Every line from the top of the material through the line holding "x=373, y=238" should be copied exactly, and only those lines.

_The input:_

▼▼▼

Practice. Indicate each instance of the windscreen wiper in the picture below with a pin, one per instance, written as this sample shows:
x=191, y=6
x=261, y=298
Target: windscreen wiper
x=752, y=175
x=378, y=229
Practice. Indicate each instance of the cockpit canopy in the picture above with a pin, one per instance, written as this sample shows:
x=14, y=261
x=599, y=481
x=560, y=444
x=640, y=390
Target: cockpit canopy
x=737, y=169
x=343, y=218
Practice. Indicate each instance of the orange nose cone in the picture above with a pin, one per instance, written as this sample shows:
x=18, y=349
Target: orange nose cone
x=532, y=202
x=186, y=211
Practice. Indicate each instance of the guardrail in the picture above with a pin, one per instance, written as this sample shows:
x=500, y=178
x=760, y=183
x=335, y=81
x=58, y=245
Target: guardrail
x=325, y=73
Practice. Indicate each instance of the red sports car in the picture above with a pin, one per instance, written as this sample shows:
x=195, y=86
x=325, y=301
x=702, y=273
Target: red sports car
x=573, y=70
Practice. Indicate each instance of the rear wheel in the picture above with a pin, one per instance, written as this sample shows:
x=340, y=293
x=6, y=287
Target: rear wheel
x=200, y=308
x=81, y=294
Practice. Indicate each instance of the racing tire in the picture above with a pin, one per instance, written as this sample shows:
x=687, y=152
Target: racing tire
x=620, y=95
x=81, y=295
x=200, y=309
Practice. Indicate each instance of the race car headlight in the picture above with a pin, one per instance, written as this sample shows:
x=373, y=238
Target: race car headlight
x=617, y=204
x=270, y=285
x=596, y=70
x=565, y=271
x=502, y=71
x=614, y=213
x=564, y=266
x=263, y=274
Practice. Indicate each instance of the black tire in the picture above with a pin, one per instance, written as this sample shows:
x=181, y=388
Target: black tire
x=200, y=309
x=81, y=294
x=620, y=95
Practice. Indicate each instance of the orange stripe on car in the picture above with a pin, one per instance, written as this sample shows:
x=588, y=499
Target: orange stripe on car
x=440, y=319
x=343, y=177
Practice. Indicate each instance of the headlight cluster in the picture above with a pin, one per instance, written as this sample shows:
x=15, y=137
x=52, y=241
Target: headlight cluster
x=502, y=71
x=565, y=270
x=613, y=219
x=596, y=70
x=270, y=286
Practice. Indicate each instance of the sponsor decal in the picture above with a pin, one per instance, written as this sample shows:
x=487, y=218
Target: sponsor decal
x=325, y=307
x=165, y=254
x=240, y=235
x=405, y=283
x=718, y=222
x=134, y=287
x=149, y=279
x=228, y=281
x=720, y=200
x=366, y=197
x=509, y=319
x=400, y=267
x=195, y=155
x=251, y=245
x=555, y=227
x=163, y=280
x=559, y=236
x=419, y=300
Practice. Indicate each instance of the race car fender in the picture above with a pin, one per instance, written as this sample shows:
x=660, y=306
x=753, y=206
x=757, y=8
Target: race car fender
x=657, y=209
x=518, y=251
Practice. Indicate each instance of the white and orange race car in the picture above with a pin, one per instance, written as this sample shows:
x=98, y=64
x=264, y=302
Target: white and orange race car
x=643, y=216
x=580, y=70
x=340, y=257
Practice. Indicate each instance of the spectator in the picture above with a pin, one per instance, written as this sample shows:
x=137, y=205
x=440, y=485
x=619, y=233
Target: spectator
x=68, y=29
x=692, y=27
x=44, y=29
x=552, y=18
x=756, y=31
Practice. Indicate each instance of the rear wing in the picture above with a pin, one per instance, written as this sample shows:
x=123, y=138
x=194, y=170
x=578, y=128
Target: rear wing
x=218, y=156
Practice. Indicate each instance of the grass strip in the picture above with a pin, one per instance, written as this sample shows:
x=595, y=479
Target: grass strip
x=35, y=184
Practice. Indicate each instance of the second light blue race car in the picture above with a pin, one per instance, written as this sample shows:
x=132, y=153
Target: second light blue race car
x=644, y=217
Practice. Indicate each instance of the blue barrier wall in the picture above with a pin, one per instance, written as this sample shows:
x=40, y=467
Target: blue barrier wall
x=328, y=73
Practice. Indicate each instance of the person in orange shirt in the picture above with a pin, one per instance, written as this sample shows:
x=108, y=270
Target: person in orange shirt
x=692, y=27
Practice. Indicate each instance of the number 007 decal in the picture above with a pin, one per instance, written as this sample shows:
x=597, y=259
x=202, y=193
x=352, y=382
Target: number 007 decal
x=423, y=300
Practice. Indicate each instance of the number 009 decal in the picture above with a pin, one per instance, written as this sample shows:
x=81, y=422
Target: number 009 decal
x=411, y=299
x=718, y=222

▲▲▲

_Solution for this problem:_
Practice. Indicate each instance of the windscreen wiper in the picture below with a pin, one per instance, written as this sample shows:
x=191, y=6
x=261, y=298
Target: windscreen wiper
x=752, y=175
x=378, y=229
Practice. Indicate each instance of the cockpit canopy in the picture above with a pin, one per instance, written as this sample shows:
x=14, y=261
x=599, y=481
x=560, y=444
x=640, y=390
Target: cockpit canopy
x=737, y=169
x=343, y=218
Practice. Indicate each instance of the orange nose cone in the picture above with a pin, one per instance, written as this sample shows:
x=18, y=349
Target: orange nose cone
x=532, y=202
x=186, y=211
Practice. Indicate each instance of the guardrail in the picture above with a pin, one per instance, written as this sample shows:
x=500, y=178
x=760, y=183
x=335, y=81
x=58, y=245
Target: guardrail
x=325, y=73
Practice. Indicate each instance of the red sports car in the picture above with a pin, one per instance, written as this sample shows:
x=195, y=86
x=325, y=301
x=702, y=273
Target: red sports car
x=573, y=70
Practice. Indicate each instance of the rear wheel in the picture above with a pin, one per instance, written as this sample shows:
x=340, y=293
x=6, y=287
Target: rear wheel
x=200, y=308
x=81, y=294
Practice. Indicate each instance of the racing tire in the picture above with a pin, one per instance, written as this sample shows:
x=687, y=152
Target: racing tire
x=620, y=95
x=81, y=295
x=200, y=309
Practice. Indicate each instance of the race car headlight in the picture above with a pin, one per instance, written as this sample shows:
x=373, y=238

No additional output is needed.